### Activity:
Please copy the listing from its very start through the line containing "box: [975, 1006, 1073, 1157]", both ends included, keeping every character unchanged.

### Available records:
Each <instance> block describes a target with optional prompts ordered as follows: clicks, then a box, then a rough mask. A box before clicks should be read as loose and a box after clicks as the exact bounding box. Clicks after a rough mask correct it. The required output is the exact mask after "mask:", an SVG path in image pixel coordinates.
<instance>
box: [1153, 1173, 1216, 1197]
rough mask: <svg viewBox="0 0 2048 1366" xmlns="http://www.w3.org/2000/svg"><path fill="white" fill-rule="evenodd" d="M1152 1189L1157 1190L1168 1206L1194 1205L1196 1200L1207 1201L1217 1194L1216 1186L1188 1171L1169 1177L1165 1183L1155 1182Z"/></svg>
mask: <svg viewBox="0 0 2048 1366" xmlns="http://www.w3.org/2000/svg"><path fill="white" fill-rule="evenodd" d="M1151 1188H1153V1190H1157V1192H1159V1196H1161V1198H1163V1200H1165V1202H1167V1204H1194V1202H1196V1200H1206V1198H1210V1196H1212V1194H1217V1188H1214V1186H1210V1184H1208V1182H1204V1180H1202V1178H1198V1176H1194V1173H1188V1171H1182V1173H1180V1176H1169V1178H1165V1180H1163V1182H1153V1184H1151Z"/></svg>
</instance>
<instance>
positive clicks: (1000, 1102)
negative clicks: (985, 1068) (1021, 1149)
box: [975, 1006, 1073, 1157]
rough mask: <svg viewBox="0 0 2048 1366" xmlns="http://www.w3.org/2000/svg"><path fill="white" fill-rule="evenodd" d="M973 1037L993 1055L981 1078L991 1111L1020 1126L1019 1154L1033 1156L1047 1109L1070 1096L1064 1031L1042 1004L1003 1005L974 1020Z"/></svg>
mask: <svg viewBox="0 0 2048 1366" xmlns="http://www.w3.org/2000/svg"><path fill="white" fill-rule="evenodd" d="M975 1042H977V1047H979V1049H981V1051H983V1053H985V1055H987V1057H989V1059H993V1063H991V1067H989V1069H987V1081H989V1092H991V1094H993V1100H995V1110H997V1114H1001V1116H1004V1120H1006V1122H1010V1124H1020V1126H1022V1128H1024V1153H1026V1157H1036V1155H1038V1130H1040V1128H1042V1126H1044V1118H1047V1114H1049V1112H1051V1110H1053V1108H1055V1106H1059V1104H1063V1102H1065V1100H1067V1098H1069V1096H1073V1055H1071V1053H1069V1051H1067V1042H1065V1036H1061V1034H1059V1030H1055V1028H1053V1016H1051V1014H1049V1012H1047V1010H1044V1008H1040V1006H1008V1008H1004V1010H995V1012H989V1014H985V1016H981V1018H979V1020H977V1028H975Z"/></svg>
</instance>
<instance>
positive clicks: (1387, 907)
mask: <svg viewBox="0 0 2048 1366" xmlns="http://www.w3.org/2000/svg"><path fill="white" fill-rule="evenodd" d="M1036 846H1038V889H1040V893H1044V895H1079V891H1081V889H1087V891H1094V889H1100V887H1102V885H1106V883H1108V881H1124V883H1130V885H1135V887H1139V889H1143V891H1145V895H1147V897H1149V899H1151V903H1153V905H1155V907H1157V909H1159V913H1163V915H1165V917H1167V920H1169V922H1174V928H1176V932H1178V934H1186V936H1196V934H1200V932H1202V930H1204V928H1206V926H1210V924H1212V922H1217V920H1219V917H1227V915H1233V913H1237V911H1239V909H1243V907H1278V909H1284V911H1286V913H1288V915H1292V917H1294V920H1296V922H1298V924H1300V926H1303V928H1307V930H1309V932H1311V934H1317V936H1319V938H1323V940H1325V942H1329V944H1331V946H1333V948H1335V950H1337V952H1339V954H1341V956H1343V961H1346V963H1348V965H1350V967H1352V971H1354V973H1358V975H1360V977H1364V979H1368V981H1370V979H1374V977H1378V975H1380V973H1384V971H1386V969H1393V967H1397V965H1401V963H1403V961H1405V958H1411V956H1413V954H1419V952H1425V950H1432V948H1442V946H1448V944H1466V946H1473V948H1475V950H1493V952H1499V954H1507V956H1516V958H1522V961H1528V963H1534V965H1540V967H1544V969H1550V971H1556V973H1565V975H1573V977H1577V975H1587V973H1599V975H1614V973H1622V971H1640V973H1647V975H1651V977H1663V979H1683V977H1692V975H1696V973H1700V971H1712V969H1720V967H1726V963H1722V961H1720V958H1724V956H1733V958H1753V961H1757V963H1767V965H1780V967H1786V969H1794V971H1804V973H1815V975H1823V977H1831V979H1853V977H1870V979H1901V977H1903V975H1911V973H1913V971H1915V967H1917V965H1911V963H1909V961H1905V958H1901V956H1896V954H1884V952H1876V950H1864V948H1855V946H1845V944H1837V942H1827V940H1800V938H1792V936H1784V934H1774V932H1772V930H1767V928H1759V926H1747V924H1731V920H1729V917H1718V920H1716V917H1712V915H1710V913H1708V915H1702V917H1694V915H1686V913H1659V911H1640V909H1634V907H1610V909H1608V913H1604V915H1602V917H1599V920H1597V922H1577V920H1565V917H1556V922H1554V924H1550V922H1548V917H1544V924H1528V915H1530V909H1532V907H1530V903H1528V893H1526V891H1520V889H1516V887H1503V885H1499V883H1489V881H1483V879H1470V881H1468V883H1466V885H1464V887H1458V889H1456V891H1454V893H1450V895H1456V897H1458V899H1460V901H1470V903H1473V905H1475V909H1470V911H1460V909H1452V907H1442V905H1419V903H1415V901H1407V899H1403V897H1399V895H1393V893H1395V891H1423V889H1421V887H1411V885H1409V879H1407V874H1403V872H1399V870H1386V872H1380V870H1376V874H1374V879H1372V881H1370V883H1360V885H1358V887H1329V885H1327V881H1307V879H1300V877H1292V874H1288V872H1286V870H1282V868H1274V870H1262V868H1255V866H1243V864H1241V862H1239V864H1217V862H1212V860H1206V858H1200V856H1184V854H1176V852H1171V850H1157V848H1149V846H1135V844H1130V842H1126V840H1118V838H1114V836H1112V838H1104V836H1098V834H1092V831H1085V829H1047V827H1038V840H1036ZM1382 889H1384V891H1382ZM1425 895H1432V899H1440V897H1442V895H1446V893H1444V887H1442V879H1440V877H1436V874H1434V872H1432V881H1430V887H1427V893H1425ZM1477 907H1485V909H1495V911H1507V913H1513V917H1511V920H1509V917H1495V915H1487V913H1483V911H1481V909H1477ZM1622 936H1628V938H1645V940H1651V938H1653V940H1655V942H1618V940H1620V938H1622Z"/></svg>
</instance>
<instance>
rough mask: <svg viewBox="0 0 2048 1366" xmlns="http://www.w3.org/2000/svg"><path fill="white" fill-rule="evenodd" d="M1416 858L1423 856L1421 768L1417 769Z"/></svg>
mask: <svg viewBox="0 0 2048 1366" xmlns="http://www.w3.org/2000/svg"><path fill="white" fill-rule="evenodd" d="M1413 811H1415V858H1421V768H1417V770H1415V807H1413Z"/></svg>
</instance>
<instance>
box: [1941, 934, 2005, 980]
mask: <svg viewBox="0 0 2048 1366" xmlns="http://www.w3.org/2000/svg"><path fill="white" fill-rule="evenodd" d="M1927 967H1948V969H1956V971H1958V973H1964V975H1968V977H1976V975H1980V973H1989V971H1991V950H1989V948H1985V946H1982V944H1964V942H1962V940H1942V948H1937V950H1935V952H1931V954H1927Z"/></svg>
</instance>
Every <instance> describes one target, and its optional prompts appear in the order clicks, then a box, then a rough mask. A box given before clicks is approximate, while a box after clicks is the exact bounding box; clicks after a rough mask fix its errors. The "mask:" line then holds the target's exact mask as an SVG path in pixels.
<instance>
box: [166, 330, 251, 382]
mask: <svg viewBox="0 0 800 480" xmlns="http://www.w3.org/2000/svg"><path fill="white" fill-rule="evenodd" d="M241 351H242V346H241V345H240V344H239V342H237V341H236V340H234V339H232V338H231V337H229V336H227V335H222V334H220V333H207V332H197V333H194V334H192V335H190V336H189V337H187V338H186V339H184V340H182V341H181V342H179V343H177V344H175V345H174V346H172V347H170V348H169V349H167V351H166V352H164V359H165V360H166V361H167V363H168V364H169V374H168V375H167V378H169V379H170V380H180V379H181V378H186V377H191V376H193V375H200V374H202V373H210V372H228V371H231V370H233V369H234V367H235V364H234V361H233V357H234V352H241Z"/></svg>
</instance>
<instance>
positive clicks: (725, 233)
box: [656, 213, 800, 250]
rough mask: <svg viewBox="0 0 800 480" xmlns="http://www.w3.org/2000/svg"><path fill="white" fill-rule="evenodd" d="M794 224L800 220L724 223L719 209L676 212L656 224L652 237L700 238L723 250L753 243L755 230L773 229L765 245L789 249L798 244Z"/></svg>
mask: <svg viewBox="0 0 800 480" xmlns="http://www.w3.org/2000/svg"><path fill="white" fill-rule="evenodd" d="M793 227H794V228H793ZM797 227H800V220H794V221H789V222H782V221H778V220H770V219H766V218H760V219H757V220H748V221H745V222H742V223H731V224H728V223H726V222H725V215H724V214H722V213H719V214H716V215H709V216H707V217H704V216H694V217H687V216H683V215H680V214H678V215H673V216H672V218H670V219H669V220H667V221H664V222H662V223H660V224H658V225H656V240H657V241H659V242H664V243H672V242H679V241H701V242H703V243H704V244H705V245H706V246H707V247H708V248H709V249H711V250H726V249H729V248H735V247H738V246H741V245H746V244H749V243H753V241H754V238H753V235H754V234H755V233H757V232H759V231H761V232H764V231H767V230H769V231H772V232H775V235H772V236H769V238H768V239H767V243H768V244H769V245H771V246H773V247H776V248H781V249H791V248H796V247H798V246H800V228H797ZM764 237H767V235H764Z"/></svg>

### Result:
Each <instance> block describes a target with optional prompts ordered as follows: clicks, then a box, then a rough mask. A box before clicks should be read as loose and a box after clicks as the exact bounding box. Clicks after a rough mask correct it. The required output is the exact mask after "mask:", an SVG path in image pixel coordinates.
<instance>
box: [1153, 1173, 1216, 1197]
rough mask: <svg viewBox="0 0 2048 1366" xmlns="http://www.w3.org/2000/svg"><path fill="white" fill-rule="evenodd" d="M1152 1189L1157 1190L1168 1206L1194 1205L1196 1200L1207 1201L1217 1194L1216 1186L1188 1171L1169 1177L1165 1183L1155 1182Z"/></svg>
mask: <svg viewBox="0 0 2048 1366" xmlns="http://www.w3.org/2000/svg"><path fill="white" fill-rule="evenodd" d="M1151 1188H1153V1190H1157V1192H1159V1196H1161V1198H1163V1200H1165V1202H1167V1204H1194V1202H1196V1200H1206V1198H1210V1196H1212V1194H1217V1188H1214V1186H1210V1184H1208V1182H1204V1180H1202V1178H1198V1176H1194V1173H1188V1171H1182V1173H1180V1176H1169V1178H1165V1180H1163V1182H1153V1184H1151Z"/></svg>
</instance>
<instance>
positive clicks: (1000, 1102)
negative clicks: (985, 1068) (1021, 1149)
box: [975, 1006, 1073, 1157]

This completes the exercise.